• Brief: Return every line of the records below unchanged, character for character.

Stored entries

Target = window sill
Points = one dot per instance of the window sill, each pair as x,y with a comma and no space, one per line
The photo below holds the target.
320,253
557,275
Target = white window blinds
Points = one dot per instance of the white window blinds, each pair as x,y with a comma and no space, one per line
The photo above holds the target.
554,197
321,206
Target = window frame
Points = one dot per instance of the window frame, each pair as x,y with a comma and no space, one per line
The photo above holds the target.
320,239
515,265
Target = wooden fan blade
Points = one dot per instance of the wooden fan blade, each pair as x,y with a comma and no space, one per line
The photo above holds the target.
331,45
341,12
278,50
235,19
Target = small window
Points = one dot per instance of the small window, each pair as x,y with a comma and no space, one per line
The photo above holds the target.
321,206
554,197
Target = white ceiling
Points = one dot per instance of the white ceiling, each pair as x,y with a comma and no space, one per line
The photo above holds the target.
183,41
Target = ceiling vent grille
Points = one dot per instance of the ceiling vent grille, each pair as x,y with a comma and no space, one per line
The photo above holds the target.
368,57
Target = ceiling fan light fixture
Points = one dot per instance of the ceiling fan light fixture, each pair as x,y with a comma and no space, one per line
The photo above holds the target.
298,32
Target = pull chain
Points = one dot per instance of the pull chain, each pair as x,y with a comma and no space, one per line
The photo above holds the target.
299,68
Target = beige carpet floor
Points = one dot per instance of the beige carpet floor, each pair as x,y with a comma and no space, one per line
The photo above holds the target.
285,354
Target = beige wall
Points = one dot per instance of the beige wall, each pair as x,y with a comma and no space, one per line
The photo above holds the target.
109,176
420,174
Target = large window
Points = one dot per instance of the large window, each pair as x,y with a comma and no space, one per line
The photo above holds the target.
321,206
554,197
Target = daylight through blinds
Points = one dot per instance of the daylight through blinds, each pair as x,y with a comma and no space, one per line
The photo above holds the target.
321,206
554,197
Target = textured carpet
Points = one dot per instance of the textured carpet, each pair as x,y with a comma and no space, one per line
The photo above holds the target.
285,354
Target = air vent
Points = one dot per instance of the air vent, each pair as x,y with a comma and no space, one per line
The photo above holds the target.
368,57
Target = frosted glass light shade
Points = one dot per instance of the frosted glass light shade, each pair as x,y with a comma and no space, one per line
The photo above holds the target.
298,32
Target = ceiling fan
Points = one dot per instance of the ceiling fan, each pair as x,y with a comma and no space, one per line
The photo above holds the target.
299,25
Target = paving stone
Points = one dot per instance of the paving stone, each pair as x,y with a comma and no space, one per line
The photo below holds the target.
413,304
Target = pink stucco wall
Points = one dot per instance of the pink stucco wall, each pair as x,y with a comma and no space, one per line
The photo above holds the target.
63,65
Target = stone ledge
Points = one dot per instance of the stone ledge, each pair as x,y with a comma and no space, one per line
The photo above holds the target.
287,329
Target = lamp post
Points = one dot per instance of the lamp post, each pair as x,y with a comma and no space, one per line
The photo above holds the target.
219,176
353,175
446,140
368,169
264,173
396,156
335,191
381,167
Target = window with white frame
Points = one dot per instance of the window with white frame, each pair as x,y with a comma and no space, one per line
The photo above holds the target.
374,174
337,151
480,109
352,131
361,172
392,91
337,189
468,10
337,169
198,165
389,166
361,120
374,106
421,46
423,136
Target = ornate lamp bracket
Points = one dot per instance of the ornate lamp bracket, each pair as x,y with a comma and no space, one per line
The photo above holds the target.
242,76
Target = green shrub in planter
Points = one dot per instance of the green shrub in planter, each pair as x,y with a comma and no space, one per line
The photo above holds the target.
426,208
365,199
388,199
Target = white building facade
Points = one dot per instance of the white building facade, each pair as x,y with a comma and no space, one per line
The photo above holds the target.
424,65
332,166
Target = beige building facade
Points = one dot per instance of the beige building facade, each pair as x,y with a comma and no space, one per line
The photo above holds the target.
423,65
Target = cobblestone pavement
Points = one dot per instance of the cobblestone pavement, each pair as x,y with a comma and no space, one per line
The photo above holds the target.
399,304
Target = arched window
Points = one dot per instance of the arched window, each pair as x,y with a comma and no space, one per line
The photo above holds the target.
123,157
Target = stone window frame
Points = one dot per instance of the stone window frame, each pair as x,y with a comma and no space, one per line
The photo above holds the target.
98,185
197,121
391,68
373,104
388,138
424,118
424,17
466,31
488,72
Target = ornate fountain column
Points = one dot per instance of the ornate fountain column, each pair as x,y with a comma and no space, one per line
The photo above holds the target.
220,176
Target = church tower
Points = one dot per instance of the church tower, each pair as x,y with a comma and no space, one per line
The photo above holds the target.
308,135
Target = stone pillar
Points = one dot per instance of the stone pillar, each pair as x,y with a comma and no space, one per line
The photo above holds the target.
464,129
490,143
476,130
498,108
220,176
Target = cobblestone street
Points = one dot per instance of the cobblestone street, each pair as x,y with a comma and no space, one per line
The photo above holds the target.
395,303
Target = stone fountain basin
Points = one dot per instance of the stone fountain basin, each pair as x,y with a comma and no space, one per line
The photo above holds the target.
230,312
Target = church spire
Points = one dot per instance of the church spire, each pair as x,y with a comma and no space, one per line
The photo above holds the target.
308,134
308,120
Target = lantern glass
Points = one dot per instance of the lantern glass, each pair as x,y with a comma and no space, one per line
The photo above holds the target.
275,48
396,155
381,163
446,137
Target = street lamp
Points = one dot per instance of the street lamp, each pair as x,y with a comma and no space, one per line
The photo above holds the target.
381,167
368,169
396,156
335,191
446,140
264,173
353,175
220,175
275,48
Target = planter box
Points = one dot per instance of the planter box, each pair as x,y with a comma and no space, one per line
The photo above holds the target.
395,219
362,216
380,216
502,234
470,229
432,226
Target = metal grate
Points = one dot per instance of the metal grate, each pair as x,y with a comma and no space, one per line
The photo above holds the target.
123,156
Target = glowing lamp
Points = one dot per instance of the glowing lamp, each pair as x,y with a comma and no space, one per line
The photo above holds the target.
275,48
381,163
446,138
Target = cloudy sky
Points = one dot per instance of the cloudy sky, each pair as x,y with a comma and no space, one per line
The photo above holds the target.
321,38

• Response:
Target = window sill
Points = one dot per instance of the window sill, each pair as x,y with a comma and no space, one per line
The photo below holds the target.
320,253
557,275
Target = white window blinds
Points = one dot per instance of the white window blinds, each pair as x,y with a comma and no space, one per line
The photo above holds the target.
554,197
321,206
Target = window frame
Points = one dot per instance of the window frame, each pair as x,y with a comma and no space, one per line
The photo above holds the target.
320,239
515,265
Target = wooden fan blade
Points = one dot per instance of the wooden fan blade, each pair as x,y with a comma and no space, one per line
The photo above holds the target.
331,45
341,12
278,50
235,19
Target = small window
Points = one dot per instance of the small window, each pair as x,y with a comma and no space, one per line
The photo above holds the target.
321,206
554,197
Target = white ceiling
Points = one dot per instance of the white ceiling, each pair as x,y with a comma and no space, one per line
The photo above holds the target.
183,41
Target = ceiling vent grille
Points = one dot per instance of the ceiling vent grille, each pair as x,y with a comma and no space, one per line
The photo above holds the target.
368,57
Target = ceiling fan light fixture
Points = one dot per instance of the ceiling fan light fixture, each pair as x,y with a comma and no space, one per line
The photo above holds the target.
298,32
Target = pull chain
Points = one dot per instance of the pull chain, each pair as x,y with a comma and no space, one per line
The photo above holds the target.
299,68
Target = beige carpet floor
Points = one dot per instance of the beige carpet floor, each pair as x,y with a comma and no space, one per line
The photo above holds the target.
285,354
Target = beige wall
Points = one dot per instance of the beige wall, each pair as x,y with a comma and no space, one per line
The photo above holds the target.
109,176
420,174
Target = large window
Points = one dot per instance of the large window, each pair as x,y with a comma and no space, one per line
The photo above holds the target.
321,206
554,197
Target = daylight through blinds
Points = one dot per instance of the daylight through blinds, each pair as x,y with a comma and no space, one per line
The photo above holds the target.
321,206
554,197
Target = textured carpet
Points = one dot per instance of the textured carpet, each pair as x,y with a comma and no space, one per line
The photo above holds the target.
285,354
Target = air vent
Points = one dot per instance of the air vent, each pair as x,y with a comma and no space, one per line
The photo above holds the target.
368,57
Target = frosted glass light shade
Points = one dot per instance of the frosted glass light shade, each pair as x,y with a comma and no space, one per line
The photo above holds the target.
298,32
Target = ceiling fan
Points = one dot per instance of the ceiling fan, each pair as x,y with a comma and no space, one per line
The photo above holds the target.
299,25
Target = paving stone
Points = one dot per instance of the paving stone, each pair as x,y with a comma and no space, one per line
The photo below holds the target.
413,304
Target = pink stucco wall
Points = one dot per instance of the pink stucco wall, each pair as x,y with a comma and no space, one per line
The photo above holds the target.
63,65
Target = stone ledge
Points = one dot per instance of the stone ledge, each pair as x,y with a comma and no space, one per line
The photo above holds the target.
287,329
Target = lamp post
Points = one dot per instance of the lamp post, each pair as x,y with a comma and no space, one per line
The photo above holds the target.
219,176
353,175
446,140
368,169
264,173
396,156
335,191
381,167
Target = window with white frame
Points = one dot per instance of the window with white frame, each pair as x,y with a comma and no space, one per line
The photo above holds the target.
374,174
337,151
480,109
352,131
361,172
392,91
337,189
468,10
337,169
198,165
389,166
361,120
374,106
421,46
423,136
Target = ornate lamp bracket
Points = one dot per instance of the ornate lamp bracket, each pair as x,y with a comma and no space, one per line
The photo above holds the target.
242,76
Target = green shrub in planter
Points = one dot per instance of the green shrub in planter, each pair as x,y with a comma and no space, one per line
The photo above holds the target.
426,208
365,199
388,199
Target = white building facade
Points = one dot per instance of the white building facade, each pair as x,y with a comma and no space, one per line
The photo above holds the target.
424,65
332,166
Target = beige building facade
Points = one dot per instance of the beige building facade, each pair as x,y with a comma and no space, one per line
The photo above holds the target.
423,65
Target = cobblestone pavement
Points = one dot per instance of the cobblestone pavement, each pair as x,y with a comma and no space, one per line
The photo above holds the target.
399,304
Target = arched window
Points = one dot per instance of the arched window, each pair as x,y with a comma and no space, one per line
The photo above holds the target.
123,157
Target = stone window frame
Points = one dot per instance of the stone window frame, each pair as x,y with a comma and no space, one per line
The photo above holds the target.
98,185
197,121
391,68
373,104
388,138
424,118
424,17
466,31
488,72
Target = ornate fountain column
Points = one dot per instance of the ornate fountain column, each pair as x,y with a comma and no space, one per line
The photo above holds the target.
220,176
Target = church tower
Points = one dot per instance of the church tower, each pair as x,y with a comma and no space, one per line
The photo above holds the target.
308,135
Target = stone pillar
Points = one dot per instance of the stone pillar, each pair as x,y with a comma and no space, one per line
The photo above holds the target.
464,129
490,143
476,130
498,108
220,176
Target = cobblestone street
Points = one dot per instance of the cobblestone street, each pair as x,y with a comma and no space, one per line
The photo above holds the target.
395,303
Target = stone fountain basin
Points = one dot per instance of the stone fountain basin, each pair as x,y with a comma and no space, one per line
The photo above holds the target.
230,312
Target = church spire
Points = one dot per instance of the church spire, each pair as x,y with a comma and no space, one per line
The photo above holds the target.
308,134
308,120
Target = lantern glass
Points = one dot per instance of the lantern glass, each pair as x,y with a comma and no space, one per line
The photo above holds the target.
275,48
396,155
381,163
446,137
Target = street lamp
Points = one dot per instance of the street lamp, each pair as x,y with a comma and no space, one per line
The photo above holds the target.
381,167
368,169
396,156
335,191
446,140
264,173
353,175
220,175
275,48
Target = planter box
Points = one dot per instance of the planter box, each pair as x,y with a comma and no space, one per line
The photo above holds the target.
395,219
362,216
380,216
502,234
470,229
432,226
Target = metal grate
Points = one dot per instance of the metal grate, each pair as x,y with a comma and no space, one per line
The photo above holds the target.
123,156
Target = glowing lamp
Points = one dot per instance of the glowing lamp, each pair as x,y with a comma and no space, one per line
The photo above holds the target.
275,48
381,163
446,138
Target = cloudy sky
Points = one dot per instance of the cloudy sky, each pair as x,y with a comma and no space, one per line
The photo above holds the target.
321,38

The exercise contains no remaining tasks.